== TASK STATEMENT ==
Below are the entries; output exactly the lines from the one containing "Exercise. Point out the man in the" through the final line, inclusive.

== RECORDS ==

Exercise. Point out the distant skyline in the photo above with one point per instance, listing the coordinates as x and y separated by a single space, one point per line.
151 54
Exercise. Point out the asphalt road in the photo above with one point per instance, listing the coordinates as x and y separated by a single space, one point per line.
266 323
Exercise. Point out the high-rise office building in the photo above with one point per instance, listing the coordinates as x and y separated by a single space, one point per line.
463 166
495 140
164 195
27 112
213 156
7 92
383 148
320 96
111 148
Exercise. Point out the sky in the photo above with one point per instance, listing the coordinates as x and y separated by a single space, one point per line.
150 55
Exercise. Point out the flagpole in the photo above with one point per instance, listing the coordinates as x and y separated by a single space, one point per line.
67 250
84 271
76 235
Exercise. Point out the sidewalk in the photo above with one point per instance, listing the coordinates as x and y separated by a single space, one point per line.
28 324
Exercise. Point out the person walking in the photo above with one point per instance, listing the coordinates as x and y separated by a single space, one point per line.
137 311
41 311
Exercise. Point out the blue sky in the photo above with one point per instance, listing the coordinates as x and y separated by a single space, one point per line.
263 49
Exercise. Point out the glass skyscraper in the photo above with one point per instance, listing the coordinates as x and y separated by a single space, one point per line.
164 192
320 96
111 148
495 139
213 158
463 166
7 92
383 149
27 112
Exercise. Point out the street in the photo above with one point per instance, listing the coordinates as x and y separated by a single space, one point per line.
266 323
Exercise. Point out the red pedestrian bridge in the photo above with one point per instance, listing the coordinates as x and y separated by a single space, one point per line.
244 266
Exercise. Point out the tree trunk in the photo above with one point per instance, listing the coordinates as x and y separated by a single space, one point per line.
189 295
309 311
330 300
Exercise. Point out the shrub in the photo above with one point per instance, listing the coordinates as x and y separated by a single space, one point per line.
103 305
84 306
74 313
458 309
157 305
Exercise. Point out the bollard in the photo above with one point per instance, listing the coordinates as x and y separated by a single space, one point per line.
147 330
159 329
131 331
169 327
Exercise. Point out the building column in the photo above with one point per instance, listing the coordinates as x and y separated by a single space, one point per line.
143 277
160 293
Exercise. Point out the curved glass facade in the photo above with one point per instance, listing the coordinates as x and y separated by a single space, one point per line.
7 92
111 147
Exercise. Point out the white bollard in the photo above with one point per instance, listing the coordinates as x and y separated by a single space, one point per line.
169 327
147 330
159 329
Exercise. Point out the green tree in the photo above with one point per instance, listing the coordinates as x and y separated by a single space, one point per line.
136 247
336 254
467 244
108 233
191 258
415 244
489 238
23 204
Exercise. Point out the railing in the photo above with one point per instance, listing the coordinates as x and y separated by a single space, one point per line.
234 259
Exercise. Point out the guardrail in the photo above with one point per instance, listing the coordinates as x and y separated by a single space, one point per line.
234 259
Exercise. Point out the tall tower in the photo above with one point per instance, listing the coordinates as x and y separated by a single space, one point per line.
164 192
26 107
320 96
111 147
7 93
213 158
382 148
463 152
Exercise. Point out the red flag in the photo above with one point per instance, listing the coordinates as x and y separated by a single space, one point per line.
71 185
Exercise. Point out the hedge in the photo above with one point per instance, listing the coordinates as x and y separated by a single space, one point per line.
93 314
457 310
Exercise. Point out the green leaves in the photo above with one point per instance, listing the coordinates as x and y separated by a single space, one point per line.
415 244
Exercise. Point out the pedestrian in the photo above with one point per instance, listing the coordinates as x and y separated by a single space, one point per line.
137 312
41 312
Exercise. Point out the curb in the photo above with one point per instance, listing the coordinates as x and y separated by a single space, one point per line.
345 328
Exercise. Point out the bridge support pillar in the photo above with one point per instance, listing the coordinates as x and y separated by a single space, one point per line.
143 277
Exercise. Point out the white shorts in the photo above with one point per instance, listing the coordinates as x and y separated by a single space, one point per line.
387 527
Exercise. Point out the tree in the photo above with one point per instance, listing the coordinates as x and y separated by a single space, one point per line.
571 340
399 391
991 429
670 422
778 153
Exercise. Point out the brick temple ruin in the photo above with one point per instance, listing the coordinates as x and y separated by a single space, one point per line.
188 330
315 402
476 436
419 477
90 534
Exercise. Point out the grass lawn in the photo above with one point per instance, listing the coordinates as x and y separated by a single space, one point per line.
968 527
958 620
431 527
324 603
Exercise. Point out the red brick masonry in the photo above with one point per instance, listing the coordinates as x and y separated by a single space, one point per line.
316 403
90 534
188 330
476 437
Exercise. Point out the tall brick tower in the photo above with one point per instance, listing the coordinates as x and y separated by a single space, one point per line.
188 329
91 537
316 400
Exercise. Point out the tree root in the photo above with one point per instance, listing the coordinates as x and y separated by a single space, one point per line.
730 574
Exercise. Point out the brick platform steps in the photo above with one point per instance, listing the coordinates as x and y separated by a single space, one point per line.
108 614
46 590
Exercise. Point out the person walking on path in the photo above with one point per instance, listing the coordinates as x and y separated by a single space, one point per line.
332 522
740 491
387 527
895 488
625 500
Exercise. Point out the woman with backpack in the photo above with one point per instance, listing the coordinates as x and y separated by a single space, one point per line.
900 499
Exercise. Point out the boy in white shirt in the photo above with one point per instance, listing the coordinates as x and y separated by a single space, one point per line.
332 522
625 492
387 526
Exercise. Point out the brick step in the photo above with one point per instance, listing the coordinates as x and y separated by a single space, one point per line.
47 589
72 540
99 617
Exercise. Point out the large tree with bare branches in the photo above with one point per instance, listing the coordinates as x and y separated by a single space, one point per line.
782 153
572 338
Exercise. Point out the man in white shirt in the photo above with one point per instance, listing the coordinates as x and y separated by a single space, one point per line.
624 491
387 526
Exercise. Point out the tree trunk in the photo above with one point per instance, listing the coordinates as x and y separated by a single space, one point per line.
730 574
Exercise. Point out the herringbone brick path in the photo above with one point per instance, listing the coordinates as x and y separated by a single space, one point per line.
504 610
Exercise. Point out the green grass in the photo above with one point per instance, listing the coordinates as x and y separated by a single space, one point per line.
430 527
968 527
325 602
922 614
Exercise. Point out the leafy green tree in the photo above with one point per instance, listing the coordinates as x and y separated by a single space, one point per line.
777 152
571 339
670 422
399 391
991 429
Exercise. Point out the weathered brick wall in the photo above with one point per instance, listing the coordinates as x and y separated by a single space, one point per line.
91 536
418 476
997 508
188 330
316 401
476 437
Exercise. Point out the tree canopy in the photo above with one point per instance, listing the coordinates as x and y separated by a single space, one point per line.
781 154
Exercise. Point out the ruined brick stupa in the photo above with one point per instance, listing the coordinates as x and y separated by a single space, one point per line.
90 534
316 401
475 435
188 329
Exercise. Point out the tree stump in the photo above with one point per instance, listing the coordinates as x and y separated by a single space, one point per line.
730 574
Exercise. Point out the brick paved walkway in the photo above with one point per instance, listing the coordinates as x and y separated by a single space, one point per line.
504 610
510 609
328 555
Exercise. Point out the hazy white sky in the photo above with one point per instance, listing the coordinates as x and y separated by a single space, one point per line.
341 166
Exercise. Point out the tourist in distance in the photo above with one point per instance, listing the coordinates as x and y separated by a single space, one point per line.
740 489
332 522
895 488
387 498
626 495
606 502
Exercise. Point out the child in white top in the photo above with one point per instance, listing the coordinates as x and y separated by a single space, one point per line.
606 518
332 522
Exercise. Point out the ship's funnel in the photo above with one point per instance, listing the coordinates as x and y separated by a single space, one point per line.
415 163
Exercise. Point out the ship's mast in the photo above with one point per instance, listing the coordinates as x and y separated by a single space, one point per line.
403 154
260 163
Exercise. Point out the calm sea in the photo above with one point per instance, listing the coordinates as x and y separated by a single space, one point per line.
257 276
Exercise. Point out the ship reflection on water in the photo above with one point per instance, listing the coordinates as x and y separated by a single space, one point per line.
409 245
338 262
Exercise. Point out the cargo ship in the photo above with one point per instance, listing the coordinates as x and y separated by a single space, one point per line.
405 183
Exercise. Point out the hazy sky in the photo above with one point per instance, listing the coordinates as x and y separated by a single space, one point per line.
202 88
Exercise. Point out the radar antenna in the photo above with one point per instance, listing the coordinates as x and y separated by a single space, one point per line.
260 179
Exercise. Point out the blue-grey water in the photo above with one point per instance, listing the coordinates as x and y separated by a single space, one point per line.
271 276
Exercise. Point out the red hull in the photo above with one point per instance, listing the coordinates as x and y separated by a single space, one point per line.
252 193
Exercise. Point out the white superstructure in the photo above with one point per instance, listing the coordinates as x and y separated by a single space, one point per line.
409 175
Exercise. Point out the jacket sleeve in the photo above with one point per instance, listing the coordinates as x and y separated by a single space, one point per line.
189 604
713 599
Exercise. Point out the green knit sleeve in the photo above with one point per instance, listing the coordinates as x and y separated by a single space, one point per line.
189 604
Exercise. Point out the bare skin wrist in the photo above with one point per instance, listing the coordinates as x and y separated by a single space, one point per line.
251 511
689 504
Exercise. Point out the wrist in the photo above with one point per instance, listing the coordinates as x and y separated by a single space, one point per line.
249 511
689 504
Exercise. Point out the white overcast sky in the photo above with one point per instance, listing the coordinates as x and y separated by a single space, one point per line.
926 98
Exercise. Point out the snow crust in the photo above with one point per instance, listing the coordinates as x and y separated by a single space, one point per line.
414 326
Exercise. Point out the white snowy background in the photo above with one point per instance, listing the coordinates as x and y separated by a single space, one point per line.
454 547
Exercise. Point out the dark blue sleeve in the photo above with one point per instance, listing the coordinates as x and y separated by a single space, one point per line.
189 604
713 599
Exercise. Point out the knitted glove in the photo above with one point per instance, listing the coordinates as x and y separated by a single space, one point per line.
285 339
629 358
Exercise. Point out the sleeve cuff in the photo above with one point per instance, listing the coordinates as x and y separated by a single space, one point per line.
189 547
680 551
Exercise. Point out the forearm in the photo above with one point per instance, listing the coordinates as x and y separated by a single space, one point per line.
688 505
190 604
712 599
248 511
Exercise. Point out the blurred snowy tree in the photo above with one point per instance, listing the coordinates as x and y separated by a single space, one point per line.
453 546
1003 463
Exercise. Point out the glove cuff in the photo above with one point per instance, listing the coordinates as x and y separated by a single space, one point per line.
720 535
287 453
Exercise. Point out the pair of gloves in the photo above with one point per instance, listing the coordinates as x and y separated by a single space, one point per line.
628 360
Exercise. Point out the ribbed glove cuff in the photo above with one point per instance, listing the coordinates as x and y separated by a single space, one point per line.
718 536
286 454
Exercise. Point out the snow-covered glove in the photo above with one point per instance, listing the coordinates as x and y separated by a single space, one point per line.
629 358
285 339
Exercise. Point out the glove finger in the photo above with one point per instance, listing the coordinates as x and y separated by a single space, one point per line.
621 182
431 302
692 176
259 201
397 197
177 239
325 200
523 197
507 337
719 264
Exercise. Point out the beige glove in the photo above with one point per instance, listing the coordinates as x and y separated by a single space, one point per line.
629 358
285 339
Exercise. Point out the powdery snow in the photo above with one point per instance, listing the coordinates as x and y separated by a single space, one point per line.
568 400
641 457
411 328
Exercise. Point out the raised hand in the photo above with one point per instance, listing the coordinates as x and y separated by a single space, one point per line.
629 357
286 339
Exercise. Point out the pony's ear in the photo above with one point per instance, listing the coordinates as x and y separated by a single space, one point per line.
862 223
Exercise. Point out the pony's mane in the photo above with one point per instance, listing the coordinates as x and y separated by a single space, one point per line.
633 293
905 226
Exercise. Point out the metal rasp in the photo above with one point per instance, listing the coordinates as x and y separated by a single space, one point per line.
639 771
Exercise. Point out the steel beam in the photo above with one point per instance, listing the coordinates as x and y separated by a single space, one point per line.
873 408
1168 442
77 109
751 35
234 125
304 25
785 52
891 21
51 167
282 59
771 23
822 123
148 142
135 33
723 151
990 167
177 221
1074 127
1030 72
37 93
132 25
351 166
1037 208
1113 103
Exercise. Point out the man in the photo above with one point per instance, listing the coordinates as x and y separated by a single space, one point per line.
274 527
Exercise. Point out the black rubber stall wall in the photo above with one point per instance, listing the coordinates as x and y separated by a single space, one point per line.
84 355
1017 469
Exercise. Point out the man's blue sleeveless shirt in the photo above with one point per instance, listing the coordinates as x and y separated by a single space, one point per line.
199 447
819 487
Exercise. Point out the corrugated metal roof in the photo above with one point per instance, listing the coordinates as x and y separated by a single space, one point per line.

== FINAL ANSWER ==
Exercise. Point out the man in the photo above with one point per instance, listing the coordinates as x and y separated by a single space, one point per line.
274 527
Exercise. Point out the black rubber stall wall in the photo above with one point per instance, listing the coordinates as x and y separated by a single space, one point per line.
84 355
1017 469
Exercise. Point out the man's blue sleeveless shirt in the photo above with one point per instance, listing the coordinates as x and y separated by a single space, one point per line.
199 447
819 487
Exercise. Point out the corrugated metal roof in the photo above with one point per instance, listing the coordinates as x and y separated by a single space, one point per line.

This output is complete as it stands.